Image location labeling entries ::
-----
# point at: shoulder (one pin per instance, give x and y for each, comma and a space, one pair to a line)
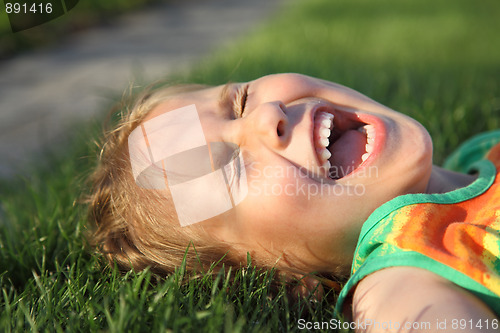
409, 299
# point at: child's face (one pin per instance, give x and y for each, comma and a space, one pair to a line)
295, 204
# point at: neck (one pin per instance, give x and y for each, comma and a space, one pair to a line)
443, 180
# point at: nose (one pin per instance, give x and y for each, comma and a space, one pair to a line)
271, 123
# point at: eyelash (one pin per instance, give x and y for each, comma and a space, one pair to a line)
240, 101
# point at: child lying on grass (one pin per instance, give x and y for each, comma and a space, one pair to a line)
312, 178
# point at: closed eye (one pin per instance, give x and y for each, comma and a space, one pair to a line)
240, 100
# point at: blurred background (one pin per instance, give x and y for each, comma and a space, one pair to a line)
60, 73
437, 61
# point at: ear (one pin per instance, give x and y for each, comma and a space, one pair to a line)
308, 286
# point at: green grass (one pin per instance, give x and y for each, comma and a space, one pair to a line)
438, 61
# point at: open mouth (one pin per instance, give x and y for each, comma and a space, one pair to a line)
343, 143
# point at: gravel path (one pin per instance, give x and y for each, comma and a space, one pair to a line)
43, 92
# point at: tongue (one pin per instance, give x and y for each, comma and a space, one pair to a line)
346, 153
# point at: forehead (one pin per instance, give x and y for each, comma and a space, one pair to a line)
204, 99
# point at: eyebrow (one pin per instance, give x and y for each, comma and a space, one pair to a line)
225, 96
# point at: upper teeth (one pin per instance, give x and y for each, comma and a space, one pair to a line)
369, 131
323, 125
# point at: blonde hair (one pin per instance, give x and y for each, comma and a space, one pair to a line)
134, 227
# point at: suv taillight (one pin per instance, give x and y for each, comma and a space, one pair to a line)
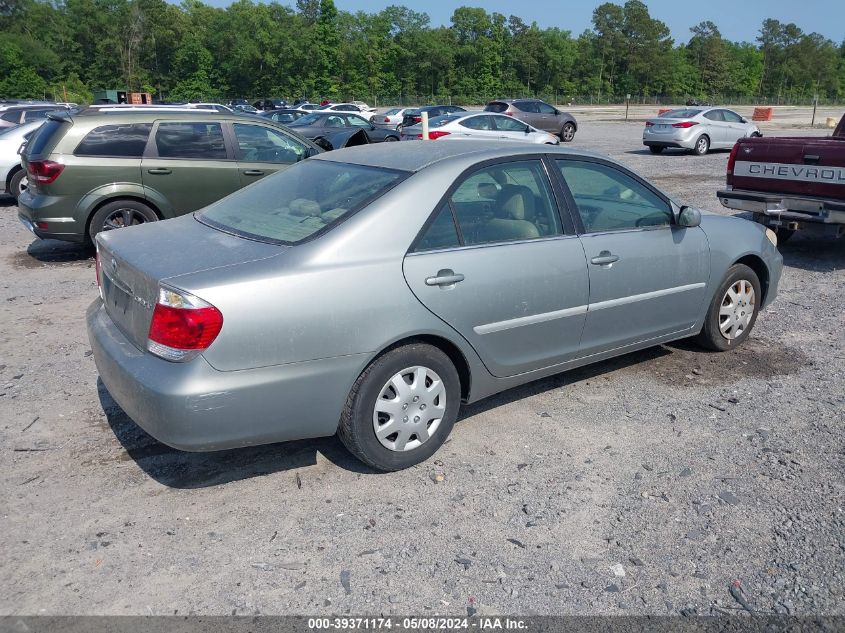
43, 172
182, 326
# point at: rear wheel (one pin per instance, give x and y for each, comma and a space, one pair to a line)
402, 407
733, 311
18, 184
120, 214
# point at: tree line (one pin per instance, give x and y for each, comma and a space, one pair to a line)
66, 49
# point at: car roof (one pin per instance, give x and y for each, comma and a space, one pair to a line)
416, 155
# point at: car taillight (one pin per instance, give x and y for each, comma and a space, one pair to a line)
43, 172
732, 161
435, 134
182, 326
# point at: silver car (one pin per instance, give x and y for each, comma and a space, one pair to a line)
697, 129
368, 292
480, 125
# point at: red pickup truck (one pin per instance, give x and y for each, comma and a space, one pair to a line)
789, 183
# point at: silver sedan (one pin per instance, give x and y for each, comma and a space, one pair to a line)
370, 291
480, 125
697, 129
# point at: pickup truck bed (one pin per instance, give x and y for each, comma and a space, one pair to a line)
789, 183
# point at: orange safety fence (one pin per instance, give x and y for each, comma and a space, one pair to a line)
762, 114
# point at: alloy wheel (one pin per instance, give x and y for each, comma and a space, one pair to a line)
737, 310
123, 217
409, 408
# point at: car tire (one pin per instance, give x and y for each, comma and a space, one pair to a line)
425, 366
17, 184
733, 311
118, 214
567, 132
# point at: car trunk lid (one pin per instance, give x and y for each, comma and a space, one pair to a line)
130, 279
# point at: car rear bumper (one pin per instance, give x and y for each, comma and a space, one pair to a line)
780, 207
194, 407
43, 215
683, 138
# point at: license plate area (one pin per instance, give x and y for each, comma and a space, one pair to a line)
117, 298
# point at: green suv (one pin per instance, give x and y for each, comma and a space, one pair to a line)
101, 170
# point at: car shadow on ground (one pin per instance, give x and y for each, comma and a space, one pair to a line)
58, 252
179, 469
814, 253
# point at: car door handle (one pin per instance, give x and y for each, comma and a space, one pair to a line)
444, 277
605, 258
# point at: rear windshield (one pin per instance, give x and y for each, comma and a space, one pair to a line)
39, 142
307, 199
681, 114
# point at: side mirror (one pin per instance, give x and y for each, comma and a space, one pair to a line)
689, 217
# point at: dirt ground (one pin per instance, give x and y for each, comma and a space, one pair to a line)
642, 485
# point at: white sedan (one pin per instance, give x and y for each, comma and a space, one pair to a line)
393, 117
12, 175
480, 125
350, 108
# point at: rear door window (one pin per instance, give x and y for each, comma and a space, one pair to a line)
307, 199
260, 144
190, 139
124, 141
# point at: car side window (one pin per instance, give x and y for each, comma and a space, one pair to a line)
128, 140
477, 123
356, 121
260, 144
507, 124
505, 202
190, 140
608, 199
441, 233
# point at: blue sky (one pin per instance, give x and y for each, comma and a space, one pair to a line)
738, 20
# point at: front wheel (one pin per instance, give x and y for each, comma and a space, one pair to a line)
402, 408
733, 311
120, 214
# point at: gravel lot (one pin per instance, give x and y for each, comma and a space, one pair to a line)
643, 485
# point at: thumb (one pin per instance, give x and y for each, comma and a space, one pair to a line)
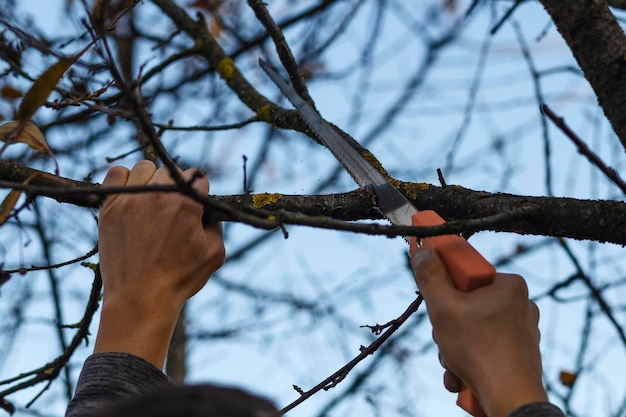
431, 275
-----
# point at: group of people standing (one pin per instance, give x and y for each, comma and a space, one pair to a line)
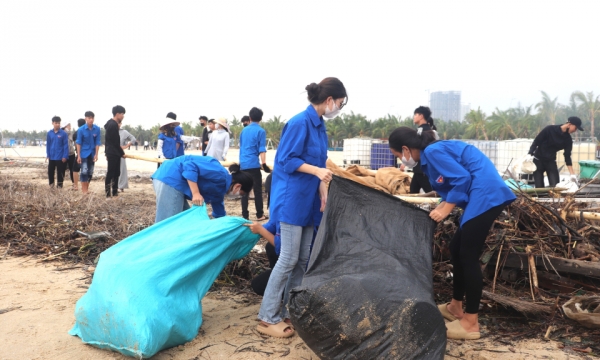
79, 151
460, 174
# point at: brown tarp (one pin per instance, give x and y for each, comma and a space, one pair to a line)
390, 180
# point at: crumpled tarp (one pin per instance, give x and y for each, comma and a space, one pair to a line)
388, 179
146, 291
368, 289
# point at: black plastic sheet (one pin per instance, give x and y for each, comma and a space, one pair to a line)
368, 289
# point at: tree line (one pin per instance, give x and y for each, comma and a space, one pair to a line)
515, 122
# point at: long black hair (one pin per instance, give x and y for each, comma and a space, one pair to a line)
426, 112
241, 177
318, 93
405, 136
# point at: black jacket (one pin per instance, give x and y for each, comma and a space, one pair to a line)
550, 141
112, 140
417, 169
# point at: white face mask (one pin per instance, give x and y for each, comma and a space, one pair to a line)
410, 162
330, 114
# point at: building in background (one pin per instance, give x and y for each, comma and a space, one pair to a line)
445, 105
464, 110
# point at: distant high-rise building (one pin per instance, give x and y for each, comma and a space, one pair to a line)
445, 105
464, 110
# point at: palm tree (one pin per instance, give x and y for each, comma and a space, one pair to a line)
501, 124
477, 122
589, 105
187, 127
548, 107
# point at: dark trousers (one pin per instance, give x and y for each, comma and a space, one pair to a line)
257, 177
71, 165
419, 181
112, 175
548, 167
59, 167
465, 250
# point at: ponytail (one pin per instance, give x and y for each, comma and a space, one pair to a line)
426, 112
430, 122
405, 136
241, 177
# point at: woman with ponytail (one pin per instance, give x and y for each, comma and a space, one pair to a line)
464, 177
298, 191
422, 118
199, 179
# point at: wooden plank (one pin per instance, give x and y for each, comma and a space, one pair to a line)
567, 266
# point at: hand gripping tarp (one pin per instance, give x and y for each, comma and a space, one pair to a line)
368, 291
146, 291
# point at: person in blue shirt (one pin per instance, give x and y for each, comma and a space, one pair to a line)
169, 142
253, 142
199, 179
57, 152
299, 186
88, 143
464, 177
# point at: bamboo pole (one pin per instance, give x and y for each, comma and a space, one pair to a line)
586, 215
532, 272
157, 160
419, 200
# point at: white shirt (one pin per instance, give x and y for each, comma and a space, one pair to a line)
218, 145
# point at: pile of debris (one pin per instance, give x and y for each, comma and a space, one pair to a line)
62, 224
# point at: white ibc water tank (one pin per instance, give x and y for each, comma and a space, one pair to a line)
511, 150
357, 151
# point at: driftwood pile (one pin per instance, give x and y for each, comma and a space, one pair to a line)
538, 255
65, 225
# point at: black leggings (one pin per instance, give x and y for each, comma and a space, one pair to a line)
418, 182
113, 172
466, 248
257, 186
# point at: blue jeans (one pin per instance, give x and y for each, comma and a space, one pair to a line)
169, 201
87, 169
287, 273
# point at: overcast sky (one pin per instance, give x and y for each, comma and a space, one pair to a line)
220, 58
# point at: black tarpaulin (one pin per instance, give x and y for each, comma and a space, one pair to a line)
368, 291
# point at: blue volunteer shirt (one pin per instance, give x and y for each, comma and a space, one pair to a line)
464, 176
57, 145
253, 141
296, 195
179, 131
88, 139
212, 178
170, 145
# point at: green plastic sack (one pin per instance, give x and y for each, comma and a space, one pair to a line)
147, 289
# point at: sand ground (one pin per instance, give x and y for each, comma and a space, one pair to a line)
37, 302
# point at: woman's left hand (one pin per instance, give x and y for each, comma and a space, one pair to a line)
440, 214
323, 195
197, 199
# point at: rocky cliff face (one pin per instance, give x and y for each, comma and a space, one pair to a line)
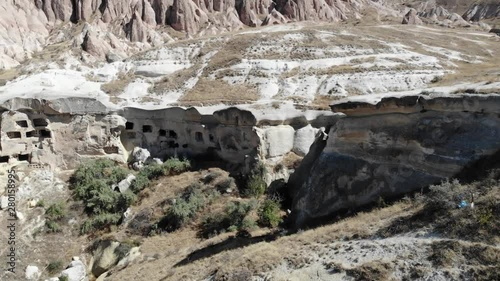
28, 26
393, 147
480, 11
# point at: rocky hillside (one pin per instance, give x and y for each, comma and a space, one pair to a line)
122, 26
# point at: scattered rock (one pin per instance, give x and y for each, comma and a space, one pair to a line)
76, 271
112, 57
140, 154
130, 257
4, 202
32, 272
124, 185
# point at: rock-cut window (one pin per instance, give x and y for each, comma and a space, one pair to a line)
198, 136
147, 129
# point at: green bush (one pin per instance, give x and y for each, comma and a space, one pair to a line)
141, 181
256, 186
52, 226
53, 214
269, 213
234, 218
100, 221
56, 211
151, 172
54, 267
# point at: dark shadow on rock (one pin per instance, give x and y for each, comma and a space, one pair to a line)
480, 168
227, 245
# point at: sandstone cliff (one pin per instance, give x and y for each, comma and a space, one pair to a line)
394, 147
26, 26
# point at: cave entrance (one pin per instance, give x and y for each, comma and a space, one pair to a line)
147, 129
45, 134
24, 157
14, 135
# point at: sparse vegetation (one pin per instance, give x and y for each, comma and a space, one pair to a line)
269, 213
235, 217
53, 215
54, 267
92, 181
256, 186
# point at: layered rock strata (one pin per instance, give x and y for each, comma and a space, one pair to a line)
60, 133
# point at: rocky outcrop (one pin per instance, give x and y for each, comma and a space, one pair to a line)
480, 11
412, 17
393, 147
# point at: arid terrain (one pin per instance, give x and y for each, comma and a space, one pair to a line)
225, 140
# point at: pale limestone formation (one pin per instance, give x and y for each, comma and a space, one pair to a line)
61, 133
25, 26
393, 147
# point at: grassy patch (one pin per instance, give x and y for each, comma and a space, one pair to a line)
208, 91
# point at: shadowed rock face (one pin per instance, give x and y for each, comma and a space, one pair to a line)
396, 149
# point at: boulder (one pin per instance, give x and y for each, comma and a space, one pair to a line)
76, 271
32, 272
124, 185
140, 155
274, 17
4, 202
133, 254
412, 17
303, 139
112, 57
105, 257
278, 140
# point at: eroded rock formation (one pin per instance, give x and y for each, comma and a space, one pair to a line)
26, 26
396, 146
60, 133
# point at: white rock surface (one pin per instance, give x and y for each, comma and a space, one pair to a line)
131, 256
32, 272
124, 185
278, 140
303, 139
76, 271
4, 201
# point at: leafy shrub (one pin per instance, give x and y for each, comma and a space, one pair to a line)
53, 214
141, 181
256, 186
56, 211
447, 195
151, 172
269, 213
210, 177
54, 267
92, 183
-----
Pull out every line of the rows above that contains the string "rocky", treating uppercase and lowercase as different.

Response to the task ::
# point at: rocky cliff face (one pin per instance, give x and y for each, comma and a space, one pair to a line)
# point at: rocky hillside (one pin per instance, give x and y for each, comma and a space, one pair to a line)
# point at: rocky outcrop (one pin per instance, give x and y for each, comma and a space, one pair to a line)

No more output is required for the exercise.